Texte du document |
>>

C’est tout simple. Et tu es même le genre d’adulte rétrograde et borné qui croit que ça revêt un certain sens, et qui concède assurément que c’est rationnellement une façon très efficace d’éviter un tas d’emmerdes. En fait, pas au point d’inclure à ce commandement cette vague théorie qui annexe à la notion d’adultère celle exigeant la pureté de tout organe circonvoisin du pancréas avant le mariage. Pas au point d’inclure le besoin de mariage d’ailleurs.

Bon, cela étant dit, maintenant que tu es moralement blindé (mais juste un peu, disons blindé comme une armée canadienne) contre les attaques du clergé, de la commère du coin de la rue et du futur avocat que tu espères que ta copine n’envisage pas d’engager pour vérifier que tu ne jases pas trop et de trop près avec la charmante voisine, tu affirmes qu’il est tout de même bon que certains aient défié et défient encore ce commandement. Car enfin, de la littérature classique au théâtre d’été aliénant, du film d’auteur franco-austro-paraguayen au feuilleton télévisé scénarisé en série, en supposant que ce commandement ait été ou devienne strictement suivi à la lettre, c’est avec une certaine tristesse que tu imagines l’huile même des multiples couches de la culture actuelle désagrégée dans la térébenthine de l’obédience morale. Qui est prêt à vivre dans un monde où les liaisons dangereuses ne l’auraient pas été? Où madame Bovary aurait fait des tartes à la rhubarbe pour passer le temps? Où les personnages d’un soap n’auraient pas la possibilité d’avoir une aventure avec chacun des autres personnages? Où plus une femme n’aurait de raison de dire: «Ciel, mon mari!» lorsqu’un homme chauve cravaté arrive à l’improviste côté jardin? Où les secrétaires dans les films seraient simplement des secrétaires? Où presque toutes les tragédies grecques auraient eu pour cause une mésentente sur la salaison de la féta?

Non, tu n’es pas prêt à ça. Tu revendiques le droit à l’adultère des autres pour une saine éthique du divertissement.

7 commentaires:

Anonyme a dit...

C'est vrai qu'il est un peu casse-couilles, Dieu. Mais on ne l'imagine pas commander à ses ouailles : « Fais ce que tu veux avec la femme de ton voisin, du moment que personne ne s'en rend compte ». Il est un peu coincé dans son personnage de droite réactionnaire. Malheureusement pour lui, 90% de ses ouailles iront rotir en enfer parce qu'il est absolument impossible de respecter tous Ses commandements à la lettre.

Dieu devrait s'abstenir de donner des ordres auxquels personne ne va obéir. C'est mauvais pour l'autorité. C'est Danton qui le dit, alors ça doit être vrai.

<<

Données fournies |
>>

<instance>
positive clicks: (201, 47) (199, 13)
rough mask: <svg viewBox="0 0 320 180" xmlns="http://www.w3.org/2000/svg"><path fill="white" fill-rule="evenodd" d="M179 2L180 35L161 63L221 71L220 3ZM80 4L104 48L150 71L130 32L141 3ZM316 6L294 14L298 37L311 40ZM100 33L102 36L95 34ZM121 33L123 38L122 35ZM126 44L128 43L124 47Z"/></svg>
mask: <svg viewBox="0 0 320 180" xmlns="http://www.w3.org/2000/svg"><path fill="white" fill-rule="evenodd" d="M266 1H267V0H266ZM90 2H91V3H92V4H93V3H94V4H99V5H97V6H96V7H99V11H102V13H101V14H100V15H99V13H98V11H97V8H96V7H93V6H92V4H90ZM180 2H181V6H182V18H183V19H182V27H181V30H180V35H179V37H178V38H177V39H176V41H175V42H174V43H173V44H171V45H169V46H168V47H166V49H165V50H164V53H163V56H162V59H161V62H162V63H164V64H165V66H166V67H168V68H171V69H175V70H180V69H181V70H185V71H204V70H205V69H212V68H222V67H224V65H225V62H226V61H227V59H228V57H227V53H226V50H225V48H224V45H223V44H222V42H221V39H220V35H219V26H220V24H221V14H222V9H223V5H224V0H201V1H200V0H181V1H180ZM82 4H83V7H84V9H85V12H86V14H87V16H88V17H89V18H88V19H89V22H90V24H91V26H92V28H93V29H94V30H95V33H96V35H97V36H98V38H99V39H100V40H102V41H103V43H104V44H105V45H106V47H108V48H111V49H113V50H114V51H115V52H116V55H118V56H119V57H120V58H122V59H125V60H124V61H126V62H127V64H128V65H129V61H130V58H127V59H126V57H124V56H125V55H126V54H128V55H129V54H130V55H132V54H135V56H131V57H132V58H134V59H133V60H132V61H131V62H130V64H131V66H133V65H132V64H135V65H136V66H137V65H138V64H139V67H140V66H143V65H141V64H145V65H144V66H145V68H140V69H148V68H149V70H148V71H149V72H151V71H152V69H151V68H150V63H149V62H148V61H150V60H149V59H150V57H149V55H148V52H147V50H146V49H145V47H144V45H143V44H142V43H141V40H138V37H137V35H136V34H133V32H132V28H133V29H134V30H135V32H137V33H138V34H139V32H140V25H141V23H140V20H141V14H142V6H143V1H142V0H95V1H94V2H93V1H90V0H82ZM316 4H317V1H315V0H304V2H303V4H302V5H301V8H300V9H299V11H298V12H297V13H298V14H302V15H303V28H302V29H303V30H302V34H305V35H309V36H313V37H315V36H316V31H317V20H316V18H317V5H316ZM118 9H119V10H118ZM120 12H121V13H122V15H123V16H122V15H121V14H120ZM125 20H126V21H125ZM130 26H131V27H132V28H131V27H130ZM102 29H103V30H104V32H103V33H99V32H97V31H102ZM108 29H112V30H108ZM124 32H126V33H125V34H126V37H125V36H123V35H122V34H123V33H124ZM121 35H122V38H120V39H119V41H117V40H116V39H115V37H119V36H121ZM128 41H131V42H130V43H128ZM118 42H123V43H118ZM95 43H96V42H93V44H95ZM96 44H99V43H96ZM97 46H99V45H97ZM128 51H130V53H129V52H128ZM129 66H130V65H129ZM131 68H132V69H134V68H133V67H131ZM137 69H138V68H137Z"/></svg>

<<

Consigne 1 | Au nom de quoi le texte sur l'adultère revendique-t-il le droit à l'adultère des autres ?
Consigne 2 | Selon le texte sur l'adultère, contre les attaques de qui le « tu » est-il désormais moralement blindé ? Donne-les toutes.
Consigne 3 | Poursuis le texte sur l'adultère à partir de l'endroit où il s'arrête.

Réponse 1 | Au nom d'une saine éthique du divertissement.

Réponse 2 | Le clergé ; la commère du coin de la rue ; le futur avocat que tu espères que ta copine n'envisage pas d'engager.

Réponse 3 |
Hortensia a dit...

«Tu revendiques le droit à l’adultère des autres pour une saine éthique du divertissement.»

Et comme chacun sait, je est un autre...

François a dit...

Bien vrai, Bernard, ça créerait un certain émoi dans l’assistance. Et parlant Danton et Dieu, ils ne sont pas si éloignés. Ils partagent même leur réputation de gars assez Indulgents…

Ouf! Hortensia, moi-même n’étais pas assez tordu pour le voir comme ça! Mais bon, tu ne sortiras pas de photos compromettantes noir et blanc, grand format, dans une enveloppe Kraft, j’espère…

Mercurius Mendax a dit...

Ce sont en général des questions bêtement sociales qui sont derrière ce genre de commandements. Qu'importe. Dieu est con, il crée le désir, le désirable et les désirants. Et comme ce n'était pas assez explosif, lui vint l'idée de créer des commandements. En fait il n'est pas con, il est pervers. C'est d'ailleurs contre lui que je me suis mis à adultérer.

François a dit...

Mercurius, s’il faut s’en tenir au texte, je ne crois pas qu’on puisse imputer à Dieu toute la sphère du désir, de la désirabilité, etc. Ça tomberait justement sous la juridiction du concurrent rouge avec cornes et autre extrémité fourchue qui fait de sacrées bonnes affaires depuis qu’il a inventé et commercialisé avec succès la tentation.
Puis « ne nous soumets pas à la tentation », c’est un peu mince comme riposte. Dieu a même eu à ajouter à ce commandement celui-là : « Tu ne désireras pas la femme de ton prochain ». Comme quoi Dieu ne craint pas les difficultés techniques.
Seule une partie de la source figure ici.